• [YOUR GOAL]
Extract every line of the listing below verbatim, omitting the pictures.

• [INPUT MATERIAL]
━━━━━━━━

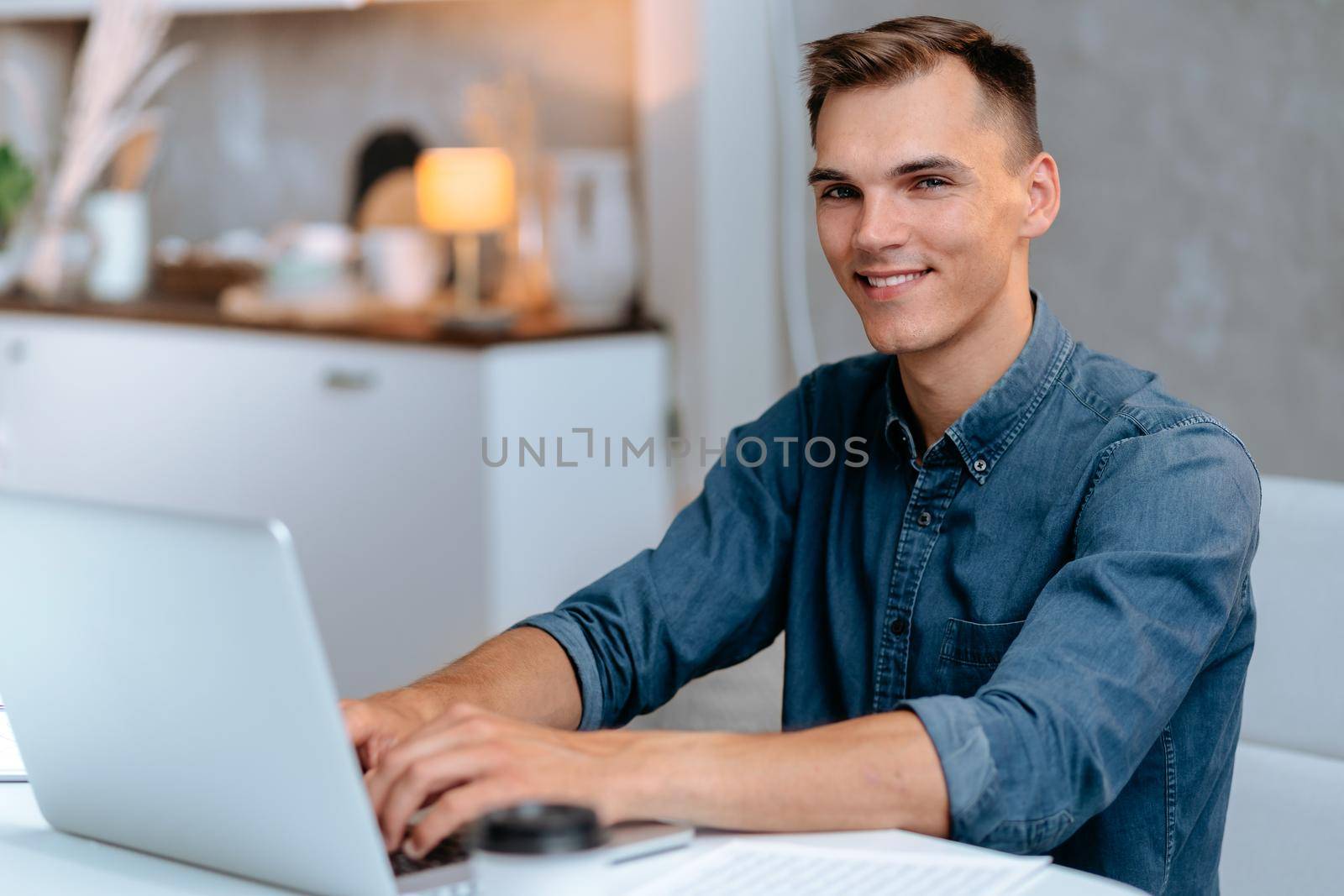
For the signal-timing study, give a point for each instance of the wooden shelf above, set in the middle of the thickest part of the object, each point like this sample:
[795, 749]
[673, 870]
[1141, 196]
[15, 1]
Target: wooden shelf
[394, 327]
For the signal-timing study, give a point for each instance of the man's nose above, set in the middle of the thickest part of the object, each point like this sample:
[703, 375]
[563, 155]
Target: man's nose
[882, 226]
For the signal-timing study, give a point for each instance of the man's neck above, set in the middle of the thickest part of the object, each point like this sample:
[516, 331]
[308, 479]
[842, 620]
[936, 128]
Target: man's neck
[942, 382]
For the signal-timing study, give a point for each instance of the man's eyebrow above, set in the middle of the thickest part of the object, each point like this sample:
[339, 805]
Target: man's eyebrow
[941, 163]
[817, 175]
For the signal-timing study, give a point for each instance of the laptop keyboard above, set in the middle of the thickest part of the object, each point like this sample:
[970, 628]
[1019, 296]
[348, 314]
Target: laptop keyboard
[450, 851]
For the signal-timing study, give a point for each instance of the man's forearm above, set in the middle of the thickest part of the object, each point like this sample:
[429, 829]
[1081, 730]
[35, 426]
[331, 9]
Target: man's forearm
[877, 772]
[522, 673]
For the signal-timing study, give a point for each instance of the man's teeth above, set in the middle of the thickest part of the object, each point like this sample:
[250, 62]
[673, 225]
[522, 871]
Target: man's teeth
[893, 281]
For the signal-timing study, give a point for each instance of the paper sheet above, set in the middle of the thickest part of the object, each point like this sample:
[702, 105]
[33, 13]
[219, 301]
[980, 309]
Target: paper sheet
[11, 765]
[745, 868]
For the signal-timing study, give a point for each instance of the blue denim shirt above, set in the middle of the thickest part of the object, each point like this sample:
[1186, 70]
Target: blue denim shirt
[1059, 591]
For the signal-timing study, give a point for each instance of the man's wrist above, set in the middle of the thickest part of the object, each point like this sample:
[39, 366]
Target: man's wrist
[665, 774]
[423, 700]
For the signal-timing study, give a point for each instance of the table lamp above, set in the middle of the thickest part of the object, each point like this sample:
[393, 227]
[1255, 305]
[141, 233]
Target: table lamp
[465, 192]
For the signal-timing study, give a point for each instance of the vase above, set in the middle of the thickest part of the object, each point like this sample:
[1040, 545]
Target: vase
[591, 233]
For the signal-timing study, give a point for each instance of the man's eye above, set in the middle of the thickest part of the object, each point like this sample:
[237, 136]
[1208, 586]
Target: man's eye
[840, 191]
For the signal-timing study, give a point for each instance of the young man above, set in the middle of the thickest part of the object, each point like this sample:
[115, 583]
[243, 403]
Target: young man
[1021, 618]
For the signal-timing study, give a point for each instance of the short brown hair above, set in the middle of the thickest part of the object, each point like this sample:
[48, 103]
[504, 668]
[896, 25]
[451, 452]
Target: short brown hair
[891, 51]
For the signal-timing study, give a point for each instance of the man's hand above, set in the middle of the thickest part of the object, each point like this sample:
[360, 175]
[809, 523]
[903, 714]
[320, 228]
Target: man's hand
[378, 723]
[468, 762]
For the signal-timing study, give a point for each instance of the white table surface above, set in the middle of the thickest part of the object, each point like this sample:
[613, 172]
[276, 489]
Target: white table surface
[35, 859]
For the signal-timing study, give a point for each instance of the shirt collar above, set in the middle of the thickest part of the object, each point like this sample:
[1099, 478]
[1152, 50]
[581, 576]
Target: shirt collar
[990, 426]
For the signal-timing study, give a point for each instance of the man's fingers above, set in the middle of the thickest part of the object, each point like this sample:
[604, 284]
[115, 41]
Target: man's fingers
[425, 745]
[360, 726]
[421, 781]
[457, 808]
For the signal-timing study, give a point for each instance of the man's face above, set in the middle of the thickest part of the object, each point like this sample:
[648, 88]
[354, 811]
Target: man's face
[911, 184]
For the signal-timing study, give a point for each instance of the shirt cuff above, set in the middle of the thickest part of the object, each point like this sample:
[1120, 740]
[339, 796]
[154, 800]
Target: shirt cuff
[570, 636]
[967, 761]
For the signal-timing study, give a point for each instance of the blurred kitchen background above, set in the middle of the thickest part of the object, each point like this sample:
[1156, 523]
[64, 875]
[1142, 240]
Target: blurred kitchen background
[259, 301]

━━━━━━━━

• [WRITTEN ANSWER]
For the signal-timing study, give a point for each instance of the wooden shelf above, set in the middle of the thickest part of the object, each point like this sample:
[795, 749]
[673, 870]
[1141, 196]
[15, 1]
Target: wooden shelf
[394, 327]
For the signal-timing study, give a point for each instance of the man's nose above, set in the middle of the thickest part of the object, each point like this sample:
[703, 375]
[563, 155]
Target: man's nose
[882, 226]
For the signal-timing study, give a point for each instance of the man's neck above, set in the middle of the thickest part of the object, each point like this sample:
[516, 331]
[308, 479]
[842, 620]
[936, 128]
Target: man's neck
[942, 382]
For the signal-timing study, give a point for each instance of the man's eyebrow above, set in the middle of the thickest part of the object, each point like this sample:
[339, 805]
Target: man's eyebrow
[941, 163]
[817, 175]
For the signal-timing study, give a point for each instance of the laptop keyboard above, set in the middle of the thickest part of the object, each point like this sample:
[970, 628]
[1019, 296]
[348, 314]
Target: laptop keyboard
[450, 851]
For the signal-timing study, give a point for each instance of the man's forearm above, set in the middle of the thickest part of the object, each point like this sample:
[429, 829]
[1081, 730]
[35, 426]
[331, 9]
Target: man's forearm
[877, 772]
[522, 673]
For the signal-timing study, give a point for each instance of the man's teeth above, set in the middle of the thickest part of the object, each point like this sample:
[250, 62]
[673, 225]
[522, 871]
Target: man's teeth
[893, 281]
For the signal-timing study, give a point for each instance of the paper sheet above, set in the middle of the thickest part of the object, each point like this sample:
[702, 105]
[33, 13]
[219, 301]
[980, 309]
Target: paper sheet
[11, 765]
[745, 868]
For the signal-timing study, give a point for each instance of the blue denim shirt above, set in the middle of the thickest part of the object, each point like this sample:
[1186, 70]
Target: blue denim shirt
[1059, 591]
For the signal-timing study, give a point for each instance of the man's wrist above, set in the middle of the thickest part of the object, each point like this sample:
[39, 366]
Target: man's wrist
[665, 774]
[423, 700]
For the signal-timing study, give a point for each instance of the table lamp above, set in the middle of the thickest part of the object, each point like this sample:
[393, 227]
[1255, 305]
[141, 233]
Target: table lamp
[465, 192]
For the signal-timing study, give a point for each instance of the vase above, set in the middle of the thickest part of the object, each point like this sample:
[1040, 545]
Target: vase
[591, 233]
For the signal-timing study, give a point for each instance of the man's eye above, set in the middle of the thickest part of the object, each point like this sample:
[237, 136]
[1208, 586]
Target: man's eye
[840, 191]
For the signal-timing study, give a point for each instance of the young man above, set in the middle of the thickest part of the object, each point like this sample:
[115, 583]
[243, 403]
Target: young man
[1021, 618]
For the signal-timing study, give a point for each instance of the short brown hair above, set in the middle of the thickest part of the object, each point like this sample:
[48, 103]
[504, 668]
[896, 25]
[451, 452]
Target: short brown hair
[891, 51]
For the signal-timing study, give a point for each instance of the man's hand above, set in the middle of the thickest part of the object, each point like this sample:
[360, 175]
[809, 523]
[903, 714]
[320, 228]
Target: man's hand
[378, 723]
[468, 762]
For the signal-timing study, give a point for each instance of the white table surface above, set in the middle of the thickest part of the object, each point like this sample:
[613, 172]
[276, 489]
Target: white table surface
[35, 859]
For the signal-timing study, give a point for each instance of the shirt collar above, set in the middle of the thickest part of the object, each point like this sample:
[1099, 478]
[1152, 50]
[581, 576]
Target: shirt collar
[990, 426]
For the signal-timing study, give a point for each instance of the man's fingers above, set in the middle of the thickest part of the object, each point like this sample:
[604, 284]
[115, 41]
Target: man's fingers
[425, 745]
[360, 726]
[421, 781]
[457, 808]
For the signal-timing study, give a point for each instance of the man's face above, set in the middle of the thickest part of the object, each point like this sample:
[648, 88]
[354, 811]
Target: man's face
[911, 184]
For the signal-timing study, give a point for each instance of the shirt cuff above, set in the middle of the thickest part of the object, each point like this sample:
[1120, 740]
[339, 796]
[154, 800]
Target: shirt cuff
[570, 636]
[967, 761]
For the signal-timing study, give a point for each instance of the blurred kitchen background above, set in the middle of the thickest part of the object, each point like this sample:
[1156, 523]
[64, 875]
[1142, 240]
Target: blurred kitchen background
[259, 301]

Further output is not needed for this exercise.